§ Records for the exercise:
..............................
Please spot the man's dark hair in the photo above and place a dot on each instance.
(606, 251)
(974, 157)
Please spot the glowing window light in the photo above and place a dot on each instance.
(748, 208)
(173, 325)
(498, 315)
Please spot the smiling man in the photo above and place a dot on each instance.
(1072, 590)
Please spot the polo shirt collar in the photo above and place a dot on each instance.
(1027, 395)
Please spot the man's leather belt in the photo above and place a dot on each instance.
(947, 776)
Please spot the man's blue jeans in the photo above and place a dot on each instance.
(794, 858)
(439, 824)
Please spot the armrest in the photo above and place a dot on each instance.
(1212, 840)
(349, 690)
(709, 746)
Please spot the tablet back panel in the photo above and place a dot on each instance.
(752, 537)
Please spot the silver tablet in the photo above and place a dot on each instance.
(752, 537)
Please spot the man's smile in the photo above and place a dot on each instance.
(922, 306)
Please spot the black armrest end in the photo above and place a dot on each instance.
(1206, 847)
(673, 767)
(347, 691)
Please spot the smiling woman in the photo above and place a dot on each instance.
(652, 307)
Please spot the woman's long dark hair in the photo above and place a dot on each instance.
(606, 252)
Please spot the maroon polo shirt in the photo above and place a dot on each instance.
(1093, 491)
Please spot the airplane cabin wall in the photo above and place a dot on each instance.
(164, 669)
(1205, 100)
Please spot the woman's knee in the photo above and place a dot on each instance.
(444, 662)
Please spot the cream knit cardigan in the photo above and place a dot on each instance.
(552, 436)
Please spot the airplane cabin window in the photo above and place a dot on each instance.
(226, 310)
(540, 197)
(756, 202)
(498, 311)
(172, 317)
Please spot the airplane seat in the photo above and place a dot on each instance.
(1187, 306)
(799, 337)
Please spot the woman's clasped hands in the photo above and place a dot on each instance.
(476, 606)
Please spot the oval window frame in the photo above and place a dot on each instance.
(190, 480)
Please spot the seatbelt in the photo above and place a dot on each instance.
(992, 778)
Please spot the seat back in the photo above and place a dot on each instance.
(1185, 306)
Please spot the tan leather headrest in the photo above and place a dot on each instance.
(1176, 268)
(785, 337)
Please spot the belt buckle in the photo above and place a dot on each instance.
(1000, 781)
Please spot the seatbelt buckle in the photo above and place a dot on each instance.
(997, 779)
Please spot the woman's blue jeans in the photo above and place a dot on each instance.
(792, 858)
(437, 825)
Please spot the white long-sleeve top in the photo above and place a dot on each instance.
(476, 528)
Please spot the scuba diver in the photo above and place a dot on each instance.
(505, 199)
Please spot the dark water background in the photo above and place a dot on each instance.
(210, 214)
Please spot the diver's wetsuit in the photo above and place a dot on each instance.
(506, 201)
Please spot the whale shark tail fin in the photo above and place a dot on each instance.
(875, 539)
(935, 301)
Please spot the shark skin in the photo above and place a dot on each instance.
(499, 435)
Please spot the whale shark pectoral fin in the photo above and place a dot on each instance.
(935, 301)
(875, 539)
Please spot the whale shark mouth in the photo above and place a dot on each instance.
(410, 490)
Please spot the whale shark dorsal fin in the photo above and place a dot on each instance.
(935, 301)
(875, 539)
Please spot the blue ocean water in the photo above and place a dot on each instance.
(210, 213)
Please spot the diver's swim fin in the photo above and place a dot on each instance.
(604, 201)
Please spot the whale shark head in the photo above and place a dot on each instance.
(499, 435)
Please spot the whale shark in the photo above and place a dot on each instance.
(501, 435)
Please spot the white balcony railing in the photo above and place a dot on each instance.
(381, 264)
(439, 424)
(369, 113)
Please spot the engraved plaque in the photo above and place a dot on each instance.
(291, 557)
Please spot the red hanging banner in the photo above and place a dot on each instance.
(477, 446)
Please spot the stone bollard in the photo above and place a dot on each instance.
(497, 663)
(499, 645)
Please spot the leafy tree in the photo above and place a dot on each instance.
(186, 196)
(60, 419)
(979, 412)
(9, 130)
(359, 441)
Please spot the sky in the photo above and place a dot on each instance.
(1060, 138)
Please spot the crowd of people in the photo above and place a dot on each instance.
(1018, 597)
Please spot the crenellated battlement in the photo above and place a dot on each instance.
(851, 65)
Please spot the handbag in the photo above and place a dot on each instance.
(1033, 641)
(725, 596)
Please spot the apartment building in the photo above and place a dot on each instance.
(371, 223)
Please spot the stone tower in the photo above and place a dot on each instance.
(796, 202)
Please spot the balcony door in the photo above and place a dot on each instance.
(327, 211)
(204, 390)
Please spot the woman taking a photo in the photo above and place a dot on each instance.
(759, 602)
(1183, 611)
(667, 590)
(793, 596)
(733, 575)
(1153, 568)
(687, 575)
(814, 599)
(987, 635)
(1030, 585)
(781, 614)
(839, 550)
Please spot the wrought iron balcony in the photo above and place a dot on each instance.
..............................
§ What this task involves:
Each record above must be given again exactly.

§ Written reply:
Please spot the man's dark hair in the photo above and place a dot on each instance.
(606, 251)
(974, 157)
Please spot the glowing window light in the photo above and place a dot on each instance.
(748, 208)
(173, 325)
(498, 315)
Please spot the smiling man in the photo above and place a dot on each instance.
(1072, 590)
Please spot the polo shirt collar in the photo above and place a dot on each instance.
(1027, 395)
Please spot the man's leather belt in the photo above and place a dot on each instance.
(947, 776)
Please spot the man's blue jeans in the photo above and place a dot on each instance.
(794, 858)
(439, 824)
Please spot the armrest in the photo above and place a dot on each instance.
(1212, 840)
(349, 690)
(709, 746)
Please spot the tablet back panel in the photo above and place a dot on each instance.
(752, 537)
Please spot the silver tablet in the photo above and place a dot on each instance.
(752, 537)
Please spot the man's smile in the photo above and place a dot on each instance.
(922, 306)
Please spot the black armrest end in the photo above and place a dot on each instance.
(1206, 847)
(673, 767)
(347, 691)
Please spot the smiling woman in the photo above and place a dot on each instance.
(652, 307)
Please spot the woman's long dark hair in the photo above and place a dot on each instance.
(606, 252)
Please spot the maroon polo shirt in the photo above and place a dot on each instance.
(1093, 491)
Please spot the airplane cabin wall in the photo above and place a dot on each instance.
(164, 669)
(1205, 100)
Please spot the woman's knee in the photo above and place a dot on each instance.
(444, 662)
Please spot the cream knit cardigan in the photo above and place a dot on each instance.
(552, 436)
Please spot the airplane cabin window in the photo above and place a dot on each instance.
(226, 310)
(540, 197)
(756, 202)
(498, 311)
(172, 317)
Please spot the airplane seat in the photo above and place a dot on each instance.
(1187, 306)
(799, 337)
Please spot the woman's clasped hands in the photo above and place a dot on each instance.
(476, 606)
Please spot the oval window frame in the photo above and place a dot on each instance.
(190, 480)
Please spot the seatbelt in the photo above and place a dot on each instance.
(992, 778)
Please spot the seat back in the photo above and place a dot on each instance.
(1185, 306)
Please spot the tan leather headrest in the photo above and place a dot on each instance.
(1176, 268)
(785, 337)
Please spot the belt buckle in the photo above and place a dot on each instance.
(1000, 781)
Please spot the seatbelt buckle in the photo above and place a dot on each instance.
(997, 779)
Please spot the woman's blue jeans in the photo above and place a dot on each instance.
(792, 858)
(437, 825)
Please spot the white long-sleeve top in the photo above and place a dot on each instance.
(476, 528)
Please spot the scuba diver in the photo above and place a dot on each instance.
(505, 199)
Please spot the dark water background in the photo above and place a dot on each instance.
(210, 214)
Please spot the diver's wetsuit in the photo above and place a dot on each instance.
(506, 201)
Please spot the whale shark tail fin in the photo above and place a dot on each instance.
(875, 539)
(935, 301)
Please spot the shark skin in the photo above and place a dot on each instance.
(499, 435)
Please spot the whale shark pectoral fin in the photo above and place a dot on each instance.
(935, 301)
(875, 539)
Please spot the whale shark mouth in the photo above and place a dot on each instance.
(410, 490)
Please spot the whale shark dorsal fin in the photo above and place a dot on each instance.
(935, 301)
(875, 539)
Please spot the blue ocean water in the photo above and place a dot on each instance.
(210, 213)
Please spot the diver's swim fin in the photo above and place a dot on each instance.
(604, 201)
Please spot the whale shark head in the photo above and place a dot on each instance.
(499, 435)
Please spot the whale shark in the photo above and place a dot on each instance.
(501, 435)
Please spot the white balcony railing in the photo above and place a dot on each instance.
(381, 264)
(439, 424)
(369, 113)
Please spot the engraved plaque in the photo above and place a dot on each instance.
(291, 557)
Please spot the red hanging banner in the photo above and place a dot on each instance.
(477, 446)
Please spot the stone bollard in the photo above and place a dot on each instance.
(497, 663)
(499, 645)
Please spot the leafy tree in the photo above and place a dot on each instance.
(186, 196)
(60, 419)
(979, 412)
(9, 130)
(359, 441)
Please spot the sky in the photo above and place a dot on each instance.
(1060, 138)
Please spot the crowd of people in the photo above and place a dot on each instance.
(1018, 597)
Please spot the crenellated battlement in the photo above and place a dot on each instance.
(851, 65)
Please spot the handbag in the photo above and place a dot on each instance.
(1033, 641)
(725, 596)
Please spot the apartment building in the photo above and place a dot on each instance.
(371, 223)
Please spot the stone tower in the photo above and place a dot on each instance.
(796, 202)
Please spot the balcony door in the photo above and place a dot on each instance.
(327, 211)
(204, 390)
Please spot the woman taking a photo in the photo above and place a dot on each instance.
(759, 602)
(1183, 611)
(667, 590)
(793, 596)
(733, 575)
(1153, 568)
(687, 575)
(814, 599)
(987, 635)
(1030, 585)
(781, 614)
(839, 550)
Please spot the wrought iron balcony in the photo above and place a dot on each instance.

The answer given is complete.